-- start Given passage --

# Story-1: MCP Server Foundation with Category Listing
**Epic:** Scientific Paper Harvester MCP Server MVP
**Status:** Approved
**Assignee:** Developer
**Sprint:** 1
**Estimated Effort:** Medium
## User Story
As a developer or researcher, I want to run an MCP server that can list available categories from both arXiv and OpenAlex sources so that I can understand what scientific paper categories are available for querying and start using the system immediately.
## Acceptance Criteria
- [x] **AC-1:** MCP server starts successfully using Node.js 20 LTS with ESM modules
- [x] **AC-2:** `list_categories` tool works for arXiv source and returns valid category codes (e.g., cs.AI, physics.gen-ph)
- [x] **AC-3:** `list_categories` tool works for OpenAlex source and returns valid concept IDs
- [x] **AC-4:** CLI interface provides the same `list_categories` functionality for offline testing
- [x] **AC-5:** Server responds to MCP protocol calls via stdio transport
- [x] **AC-6:** Rate limiting is implemented per source to respect API limits (5 req/s max)
## Technical Requirements
### Prerequisites
- Node.js 20 LTS installed
- Basic MCP SDK understanding
- TypeScript and ESM module support
### Implementation Tasks
- [x] **T-1:** Set up project structure with TypeScript, ESM, and MCP SDK dependencies
- [x] **T-2:** Create base driver interface and arXiv driver for category listing
- [x] **T-3:** Create OpenAlex driver for concept/category listing
- [x] **T-4:** Implement rate limiter service with per-source token bucket
- [x] **T-5:** Build MCP server with `list_categories` tool using Zod validation
- [x] **T-6:** Create CLI wrapper that calls the same underlying functions
- [x] **T-7:** Add structured logging with Winston
### Definition of Done
- [x] All acceptance criteria met
- [x] Unit tests pass (>90% coverage)

-- end Given passage --
-- start Supplied records --

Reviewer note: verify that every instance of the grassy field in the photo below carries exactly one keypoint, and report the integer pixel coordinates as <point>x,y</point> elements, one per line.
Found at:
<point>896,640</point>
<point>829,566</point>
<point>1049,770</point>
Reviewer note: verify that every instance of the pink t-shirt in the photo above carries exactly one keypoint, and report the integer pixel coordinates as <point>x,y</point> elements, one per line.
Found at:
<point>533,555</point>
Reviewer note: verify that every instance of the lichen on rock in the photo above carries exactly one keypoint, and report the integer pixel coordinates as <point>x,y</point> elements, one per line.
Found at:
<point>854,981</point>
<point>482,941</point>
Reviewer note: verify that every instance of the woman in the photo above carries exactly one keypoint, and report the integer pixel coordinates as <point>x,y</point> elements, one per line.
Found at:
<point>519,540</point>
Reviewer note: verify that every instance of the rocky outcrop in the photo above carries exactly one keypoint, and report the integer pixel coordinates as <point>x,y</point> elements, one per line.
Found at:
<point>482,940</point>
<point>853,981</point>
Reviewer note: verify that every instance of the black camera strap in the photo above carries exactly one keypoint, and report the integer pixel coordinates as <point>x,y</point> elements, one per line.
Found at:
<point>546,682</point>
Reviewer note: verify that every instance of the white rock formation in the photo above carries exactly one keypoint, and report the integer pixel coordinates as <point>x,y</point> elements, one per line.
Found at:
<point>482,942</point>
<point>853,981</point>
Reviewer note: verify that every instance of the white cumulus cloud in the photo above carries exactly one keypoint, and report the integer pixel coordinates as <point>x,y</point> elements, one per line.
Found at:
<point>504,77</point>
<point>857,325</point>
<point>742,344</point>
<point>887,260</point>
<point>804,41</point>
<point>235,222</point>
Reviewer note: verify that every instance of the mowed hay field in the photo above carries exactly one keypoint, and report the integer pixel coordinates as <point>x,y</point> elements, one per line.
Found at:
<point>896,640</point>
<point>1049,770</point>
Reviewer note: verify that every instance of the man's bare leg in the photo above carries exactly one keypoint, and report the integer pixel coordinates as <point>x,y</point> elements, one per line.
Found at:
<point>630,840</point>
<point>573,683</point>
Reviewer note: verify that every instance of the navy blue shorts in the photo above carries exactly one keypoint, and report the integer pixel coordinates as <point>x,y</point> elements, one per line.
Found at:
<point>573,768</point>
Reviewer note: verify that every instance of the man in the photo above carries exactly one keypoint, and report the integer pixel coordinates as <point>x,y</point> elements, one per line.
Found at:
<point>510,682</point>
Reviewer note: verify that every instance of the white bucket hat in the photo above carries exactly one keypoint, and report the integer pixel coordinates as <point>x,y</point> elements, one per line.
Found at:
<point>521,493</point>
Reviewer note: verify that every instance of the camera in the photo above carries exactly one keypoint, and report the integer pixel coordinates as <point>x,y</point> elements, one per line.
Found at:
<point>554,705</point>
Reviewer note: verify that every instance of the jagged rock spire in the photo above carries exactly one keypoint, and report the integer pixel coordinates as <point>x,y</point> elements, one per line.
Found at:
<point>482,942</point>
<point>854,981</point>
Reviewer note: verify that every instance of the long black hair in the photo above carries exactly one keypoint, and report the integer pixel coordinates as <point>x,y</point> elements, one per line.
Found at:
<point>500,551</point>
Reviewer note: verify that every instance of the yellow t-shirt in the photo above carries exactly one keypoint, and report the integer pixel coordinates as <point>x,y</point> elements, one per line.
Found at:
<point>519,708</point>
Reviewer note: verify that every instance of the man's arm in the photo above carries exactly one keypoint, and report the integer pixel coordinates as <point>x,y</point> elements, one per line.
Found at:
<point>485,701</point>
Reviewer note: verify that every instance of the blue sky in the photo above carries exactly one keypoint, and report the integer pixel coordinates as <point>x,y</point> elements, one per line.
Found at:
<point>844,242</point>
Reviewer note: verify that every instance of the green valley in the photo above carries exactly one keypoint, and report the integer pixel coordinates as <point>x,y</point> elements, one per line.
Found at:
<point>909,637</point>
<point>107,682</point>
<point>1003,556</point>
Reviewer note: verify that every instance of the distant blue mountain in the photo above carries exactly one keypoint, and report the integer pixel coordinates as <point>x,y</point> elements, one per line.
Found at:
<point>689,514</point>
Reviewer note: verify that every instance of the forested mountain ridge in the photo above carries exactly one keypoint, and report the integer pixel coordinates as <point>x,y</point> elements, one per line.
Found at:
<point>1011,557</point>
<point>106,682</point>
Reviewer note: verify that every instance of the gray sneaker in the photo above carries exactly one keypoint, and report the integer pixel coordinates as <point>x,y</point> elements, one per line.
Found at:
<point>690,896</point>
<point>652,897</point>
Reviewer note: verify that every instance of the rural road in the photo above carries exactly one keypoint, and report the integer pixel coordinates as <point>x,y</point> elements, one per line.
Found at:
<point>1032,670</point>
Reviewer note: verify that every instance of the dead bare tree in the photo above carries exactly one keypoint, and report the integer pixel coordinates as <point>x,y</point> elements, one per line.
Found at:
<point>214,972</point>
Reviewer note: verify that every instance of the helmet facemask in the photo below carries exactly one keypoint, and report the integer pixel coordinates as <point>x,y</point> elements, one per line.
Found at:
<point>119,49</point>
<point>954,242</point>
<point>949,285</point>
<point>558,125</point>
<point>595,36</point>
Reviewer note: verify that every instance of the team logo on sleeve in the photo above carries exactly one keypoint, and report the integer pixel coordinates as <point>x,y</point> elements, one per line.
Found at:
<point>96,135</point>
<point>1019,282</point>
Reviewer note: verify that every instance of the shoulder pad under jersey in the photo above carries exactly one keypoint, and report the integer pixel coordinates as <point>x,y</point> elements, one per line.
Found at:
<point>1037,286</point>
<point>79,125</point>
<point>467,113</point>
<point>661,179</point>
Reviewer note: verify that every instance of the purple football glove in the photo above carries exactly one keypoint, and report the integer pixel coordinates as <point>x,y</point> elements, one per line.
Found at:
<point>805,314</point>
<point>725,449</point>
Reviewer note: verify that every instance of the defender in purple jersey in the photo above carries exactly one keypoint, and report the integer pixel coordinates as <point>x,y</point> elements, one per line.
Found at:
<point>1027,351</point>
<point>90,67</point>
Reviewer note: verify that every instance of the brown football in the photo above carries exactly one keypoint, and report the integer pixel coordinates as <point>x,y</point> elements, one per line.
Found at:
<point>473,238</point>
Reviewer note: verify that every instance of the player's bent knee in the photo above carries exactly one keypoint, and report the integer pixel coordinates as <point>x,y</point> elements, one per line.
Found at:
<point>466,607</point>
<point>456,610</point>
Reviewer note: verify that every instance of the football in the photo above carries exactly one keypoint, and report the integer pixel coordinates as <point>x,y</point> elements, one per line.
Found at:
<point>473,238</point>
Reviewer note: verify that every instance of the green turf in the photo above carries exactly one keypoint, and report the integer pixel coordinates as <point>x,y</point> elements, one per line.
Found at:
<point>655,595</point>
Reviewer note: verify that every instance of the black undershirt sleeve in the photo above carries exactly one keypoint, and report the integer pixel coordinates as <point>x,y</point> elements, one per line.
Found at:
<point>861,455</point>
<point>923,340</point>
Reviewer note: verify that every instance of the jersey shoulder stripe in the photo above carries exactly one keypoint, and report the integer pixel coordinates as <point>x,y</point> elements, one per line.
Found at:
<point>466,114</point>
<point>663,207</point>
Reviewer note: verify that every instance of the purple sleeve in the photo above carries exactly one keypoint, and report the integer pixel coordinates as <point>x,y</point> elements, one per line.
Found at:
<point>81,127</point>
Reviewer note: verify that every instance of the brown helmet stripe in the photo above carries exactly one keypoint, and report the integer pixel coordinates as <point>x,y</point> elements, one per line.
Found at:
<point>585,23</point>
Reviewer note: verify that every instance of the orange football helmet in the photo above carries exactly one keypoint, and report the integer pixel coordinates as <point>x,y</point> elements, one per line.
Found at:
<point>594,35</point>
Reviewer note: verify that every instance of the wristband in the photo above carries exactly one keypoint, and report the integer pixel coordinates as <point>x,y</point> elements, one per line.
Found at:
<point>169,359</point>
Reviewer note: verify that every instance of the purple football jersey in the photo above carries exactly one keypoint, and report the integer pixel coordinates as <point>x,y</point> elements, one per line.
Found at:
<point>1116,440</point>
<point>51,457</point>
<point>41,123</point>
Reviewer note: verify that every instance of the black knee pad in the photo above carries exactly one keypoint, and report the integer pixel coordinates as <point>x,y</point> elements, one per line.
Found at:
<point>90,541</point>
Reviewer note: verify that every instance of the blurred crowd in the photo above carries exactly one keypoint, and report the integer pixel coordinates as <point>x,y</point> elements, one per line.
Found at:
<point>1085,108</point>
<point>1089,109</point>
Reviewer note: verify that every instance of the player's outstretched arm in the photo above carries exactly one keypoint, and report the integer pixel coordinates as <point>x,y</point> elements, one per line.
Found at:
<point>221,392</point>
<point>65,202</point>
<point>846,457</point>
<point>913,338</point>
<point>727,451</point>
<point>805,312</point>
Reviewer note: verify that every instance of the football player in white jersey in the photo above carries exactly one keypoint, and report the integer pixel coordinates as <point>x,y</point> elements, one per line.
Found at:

-- end Supplied records --

*Requirement:*
In the Story-1 specification, which library is named for adding structured logging?

*Answer for this exercise:*
Winston